▶ _REQUEST_:
Recast as a numbered list only the lines of the records that run from the line containing "GET /v1/detect?q=white sneaker" through the final line of the records, both included. Leave out any blank lines.

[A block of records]
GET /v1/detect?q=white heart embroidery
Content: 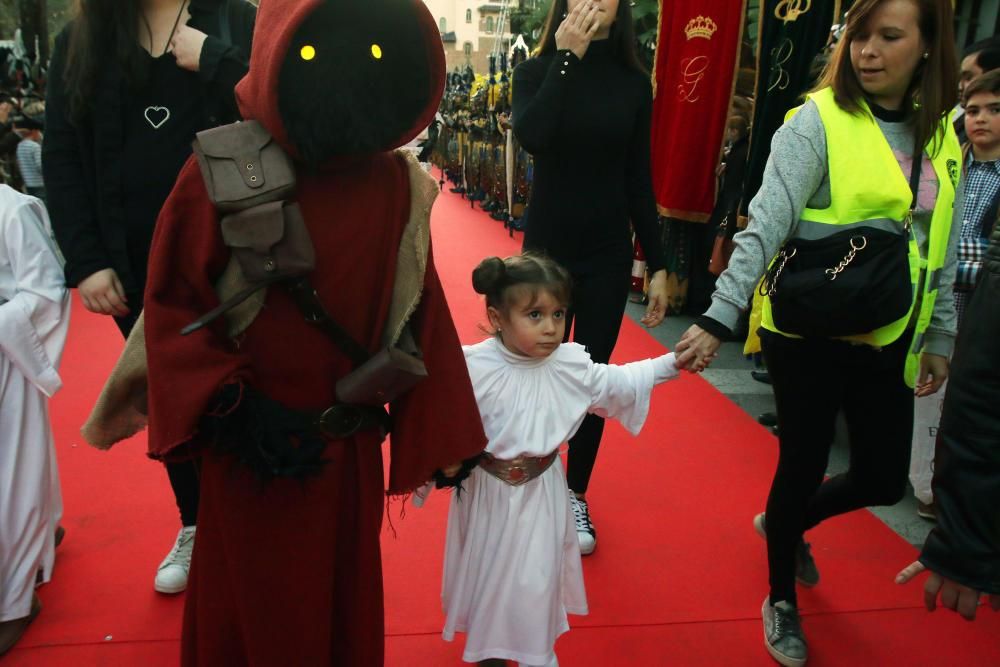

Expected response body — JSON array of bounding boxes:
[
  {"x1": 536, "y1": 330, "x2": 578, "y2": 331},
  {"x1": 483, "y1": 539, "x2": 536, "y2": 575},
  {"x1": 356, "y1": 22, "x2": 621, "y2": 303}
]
[{"x1": 145, "y1": 107, "x2": 170, "y2": 130}]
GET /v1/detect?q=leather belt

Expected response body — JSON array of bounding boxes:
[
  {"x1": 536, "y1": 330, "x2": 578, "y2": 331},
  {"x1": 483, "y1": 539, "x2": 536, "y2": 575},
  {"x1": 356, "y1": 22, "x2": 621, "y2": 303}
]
[
  {"x1": 479, "y1": 450, "x2": 559, "y2": 486},
  {"x1": 313, "y1": 403, "x2": 392, "y2": 440}
]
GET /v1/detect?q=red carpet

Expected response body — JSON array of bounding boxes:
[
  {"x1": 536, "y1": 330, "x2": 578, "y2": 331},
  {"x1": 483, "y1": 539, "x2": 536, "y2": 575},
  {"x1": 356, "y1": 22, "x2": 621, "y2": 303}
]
[{"x1": 4, "y1": 175, "x2": 1000, "y2": 667}]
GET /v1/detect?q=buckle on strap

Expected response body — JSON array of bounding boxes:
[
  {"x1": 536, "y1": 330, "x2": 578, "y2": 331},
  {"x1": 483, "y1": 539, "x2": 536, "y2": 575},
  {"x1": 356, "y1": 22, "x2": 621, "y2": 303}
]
[{"x1": 317, "y1": 403, "x2": 365, "y2": 440}]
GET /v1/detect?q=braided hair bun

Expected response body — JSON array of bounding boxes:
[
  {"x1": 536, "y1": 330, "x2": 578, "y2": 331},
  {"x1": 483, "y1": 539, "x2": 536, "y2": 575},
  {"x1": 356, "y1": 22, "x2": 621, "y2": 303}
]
[{"x1": 472, "y1": 257, "x2": 507, "y2": 296}]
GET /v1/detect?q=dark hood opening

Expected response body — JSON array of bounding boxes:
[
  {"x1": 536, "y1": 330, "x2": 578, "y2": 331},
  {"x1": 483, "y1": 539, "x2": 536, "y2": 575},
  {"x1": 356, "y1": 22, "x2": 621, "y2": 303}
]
[{"x1": 236, "y1": 0, "x2": 445, "y2": 165}]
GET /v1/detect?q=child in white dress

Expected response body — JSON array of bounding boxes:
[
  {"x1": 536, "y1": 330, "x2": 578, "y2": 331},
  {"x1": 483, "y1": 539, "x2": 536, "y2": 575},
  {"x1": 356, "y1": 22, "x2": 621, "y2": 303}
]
[{"x1": 442, "y1": 254, "x2": 678, "y2": 666}]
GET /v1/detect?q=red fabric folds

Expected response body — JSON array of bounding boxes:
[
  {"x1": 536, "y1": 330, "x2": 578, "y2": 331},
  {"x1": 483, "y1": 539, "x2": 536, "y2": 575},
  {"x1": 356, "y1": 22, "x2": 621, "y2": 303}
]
[{"x1": 652, "y1": 0, "x2": 746, "y2": 222}]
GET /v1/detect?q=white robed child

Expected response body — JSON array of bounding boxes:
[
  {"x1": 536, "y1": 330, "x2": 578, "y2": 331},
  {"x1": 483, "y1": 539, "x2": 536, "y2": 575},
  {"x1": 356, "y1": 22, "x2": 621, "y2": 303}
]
[
  {"x1": 0, "y1": 185, "x2": 69, "y2": 656},
  {"x1": 442, "y1": 254, "x2": 678, "y2": 666}
]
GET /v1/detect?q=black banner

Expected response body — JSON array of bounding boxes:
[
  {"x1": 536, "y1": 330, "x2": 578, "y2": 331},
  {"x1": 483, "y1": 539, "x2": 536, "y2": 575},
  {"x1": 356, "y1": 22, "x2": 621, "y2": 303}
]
[{"x1": 743, "y1": 0, "x2": 841, "y2": 212}]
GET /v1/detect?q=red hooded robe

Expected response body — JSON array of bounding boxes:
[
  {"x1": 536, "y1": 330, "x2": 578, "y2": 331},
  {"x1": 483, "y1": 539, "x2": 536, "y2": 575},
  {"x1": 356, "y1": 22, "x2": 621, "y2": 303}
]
[{"x1": 145, "y1": 0, "x2": 486, "y2": 666}]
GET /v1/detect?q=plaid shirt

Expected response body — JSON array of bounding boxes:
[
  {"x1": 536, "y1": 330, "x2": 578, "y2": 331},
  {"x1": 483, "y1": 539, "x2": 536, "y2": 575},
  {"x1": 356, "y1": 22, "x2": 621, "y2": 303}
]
[{"x1": 955, "y1": 151, "x2": 1000, "y2": 324}]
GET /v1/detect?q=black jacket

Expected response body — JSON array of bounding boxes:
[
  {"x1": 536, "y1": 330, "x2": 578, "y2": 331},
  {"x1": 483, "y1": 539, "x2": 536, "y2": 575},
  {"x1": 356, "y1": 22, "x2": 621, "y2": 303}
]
[
  {"x1": 42, "y1": 0, "x2": 256, "y2": 293},
  {"x1": 920, "y1": 219, "x2": 1000, "y2": 594}
]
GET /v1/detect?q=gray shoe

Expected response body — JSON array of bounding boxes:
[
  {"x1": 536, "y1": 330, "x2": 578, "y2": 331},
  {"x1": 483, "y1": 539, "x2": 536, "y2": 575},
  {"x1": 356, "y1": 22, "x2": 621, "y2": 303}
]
[
  {"x1": 761, "y1": 597, "x2": 809, "y2": 667},
  {"x1": 753, "y1": 512, "x2": 819, "y2": 588}
]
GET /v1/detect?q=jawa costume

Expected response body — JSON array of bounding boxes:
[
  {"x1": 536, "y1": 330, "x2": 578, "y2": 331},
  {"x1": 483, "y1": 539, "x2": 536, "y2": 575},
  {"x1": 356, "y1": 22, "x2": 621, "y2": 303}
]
[{"x1": 88, "y1": 0, "x2": 486, "y2": 666}]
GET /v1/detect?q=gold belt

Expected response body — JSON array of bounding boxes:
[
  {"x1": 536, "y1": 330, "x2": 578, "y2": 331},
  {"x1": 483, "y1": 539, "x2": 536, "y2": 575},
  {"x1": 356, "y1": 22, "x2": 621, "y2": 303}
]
[{"x1": 479, "y1": 450, "x2": 559, "y2": 486}]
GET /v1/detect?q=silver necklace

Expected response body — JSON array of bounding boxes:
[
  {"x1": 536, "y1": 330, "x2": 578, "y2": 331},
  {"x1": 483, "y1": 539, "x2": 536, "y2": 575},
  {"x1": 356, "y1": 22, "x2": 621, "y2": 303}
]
[{"x1": 142, "y1": 0, "x2": 188, "y2": 130}]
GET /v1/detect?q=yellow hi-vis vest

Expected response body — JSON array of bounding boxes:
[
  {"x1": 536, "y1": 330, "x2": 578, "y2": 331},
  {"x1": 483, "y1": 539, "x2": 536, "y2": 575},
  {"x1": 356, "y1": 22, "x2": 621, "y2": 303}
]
[{"x1": 761, "y1": 88, "x2": 962, "y2": 387}]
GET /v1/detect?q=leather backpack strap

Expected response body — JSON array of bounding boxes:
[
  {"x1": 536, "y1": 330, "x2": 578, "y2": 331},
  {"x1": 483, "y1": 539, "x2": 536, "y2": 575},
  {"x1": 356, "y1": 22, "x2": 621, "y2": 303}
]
[
  {"x1": 219, "y1": 0, "x2": 233, "y2": 44},
  {"x1": 284, "y1": 276, "x2": 372, "y2": 367}
]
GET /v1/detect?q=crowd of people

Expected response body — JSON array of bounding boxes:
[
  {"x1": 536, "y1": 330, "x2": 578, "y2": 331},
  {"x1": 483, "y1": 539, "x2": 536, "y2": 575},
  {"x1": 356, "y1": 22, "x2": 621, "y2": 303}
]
[{"x1": 0, "y1": 0, "x2": 1000, "y2": 667}]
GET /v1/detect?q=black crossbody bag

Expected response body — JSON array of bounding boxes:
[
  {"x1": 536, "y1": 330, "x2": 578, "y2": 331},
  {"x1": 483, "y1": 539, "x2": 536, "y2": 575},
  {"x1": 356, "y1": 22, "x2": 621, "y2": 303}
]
[{"x1": 760, "y1": 153, "x2": 923, "y2": 338}]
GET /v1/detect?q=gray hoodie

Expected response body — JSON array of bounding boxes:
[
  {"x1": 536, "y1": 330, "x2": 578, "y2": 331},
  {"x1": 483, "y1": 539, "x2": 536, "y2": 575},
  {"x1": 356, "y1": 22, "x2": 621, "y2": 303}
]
[{"x1": 705, "y1": 101, "x2": 962, "y2": 356}]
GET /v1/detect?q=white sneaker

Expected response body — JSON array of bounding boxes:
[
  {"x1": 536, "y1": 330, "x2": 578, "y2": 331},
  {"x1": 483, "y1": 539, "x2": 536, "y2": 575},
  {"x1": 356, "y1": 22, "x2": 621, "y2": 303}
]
[
  {"x1": 153, "y1": 526, "x2": 197, "y2": 595},
  {"x1": 569, "y1": 489, "x2": 597, "y2": 556}
]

▶ _TASK ANSWER_:
1. GET /v1/detect?q=white sneaker
2. Expected response body — JSON array of bounding boxes:
3. [
4.   {"x1": 536, "y1": 330, "x2": 578, "y2": 331},
5.   {"x1": 483, "y1": 539, "x2": 536, "y2": 575},
6.   {"x1": 356, "y1": 22, "x2": 621, "y2": 303}
7. ]
8. [
9.   {"x1": 153, "y1": 526, "x2": 197, "y2": 595},
10.   {"x1": 569, "y1": 489, "x2": 597, "y2": 556}
11. ]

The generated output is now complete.